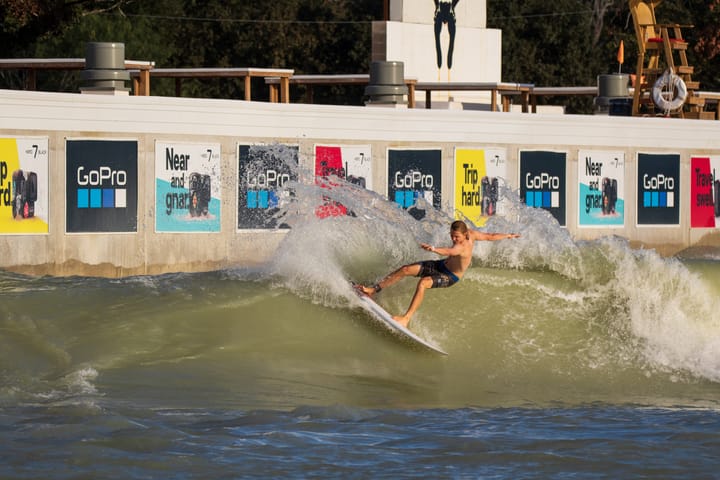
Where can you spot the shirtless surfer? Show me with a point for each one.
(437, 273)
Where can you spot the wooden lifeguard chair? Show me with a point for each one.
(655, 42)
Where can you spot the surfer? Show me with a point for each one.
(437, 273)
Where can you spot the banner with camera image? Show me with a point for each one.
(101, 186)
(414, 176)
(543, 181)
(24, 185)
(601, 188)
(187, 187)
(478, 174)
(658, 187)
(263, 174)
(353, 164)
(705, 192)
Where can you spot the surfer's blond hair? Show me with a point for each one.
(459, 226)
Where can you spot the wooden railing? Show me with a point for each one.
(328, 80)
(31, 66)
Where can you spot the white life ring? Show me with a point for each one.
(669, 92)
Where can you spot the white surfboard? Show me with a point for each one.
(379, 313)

...

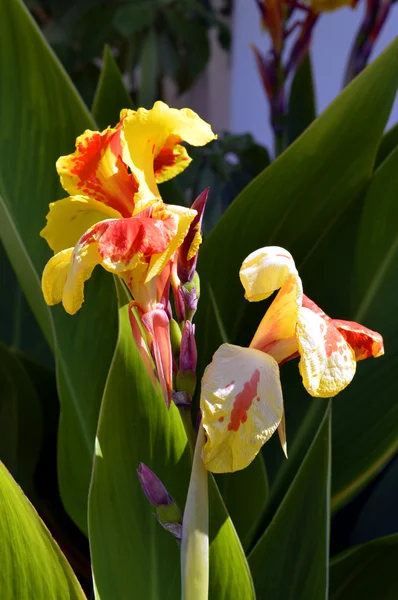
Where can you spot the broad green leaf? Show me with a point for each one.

...

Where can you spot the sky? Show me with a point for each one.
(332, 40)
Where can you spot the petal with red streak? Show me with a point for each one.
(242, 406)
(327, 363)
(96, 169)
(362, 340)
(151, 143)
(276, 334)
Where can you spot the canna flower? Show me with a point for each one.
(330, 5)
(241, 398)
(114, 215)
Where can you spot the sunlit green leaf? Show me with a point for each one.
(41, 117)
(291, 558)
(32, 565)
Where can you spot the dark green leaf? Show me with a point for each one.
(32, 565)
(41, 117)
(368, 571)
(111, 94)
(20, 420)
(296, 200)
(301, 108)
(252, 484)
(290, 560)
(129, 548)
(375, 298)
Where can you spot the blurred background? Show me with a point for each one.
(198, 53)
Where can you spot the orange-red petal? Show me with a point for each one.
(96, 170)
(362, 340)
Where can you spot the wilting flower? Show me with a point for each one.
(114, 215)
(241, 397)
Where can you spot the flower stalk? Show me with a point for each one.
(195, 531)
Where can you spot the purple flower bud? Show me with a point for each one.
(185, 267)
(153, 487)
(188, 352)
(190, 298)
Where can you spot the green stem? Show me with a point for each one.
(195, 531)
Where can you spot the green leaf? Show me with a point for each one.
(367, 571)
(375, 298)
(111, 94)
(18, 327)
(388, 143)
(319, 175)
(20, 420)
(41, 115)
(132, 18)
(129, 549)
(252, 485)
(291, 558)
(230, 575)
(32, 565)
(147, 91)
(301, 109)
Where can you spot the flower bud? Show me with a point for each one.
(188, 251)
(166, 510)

- **STATED PROBLEM**: Find every line in the listing above that contains the word "leaf" and copy each one out in full. Case counts.

- **COMPLETE OUTPUT**:
Where can you spot the broad green leaf? Show me with a point for each one.
Where can you spot the sunlit green leaf? Show me with a point for each one.
Where can you spot the dark green leaf? Show me with a point for each one.
Where can you spot the green leaf? Show me with a point for each one.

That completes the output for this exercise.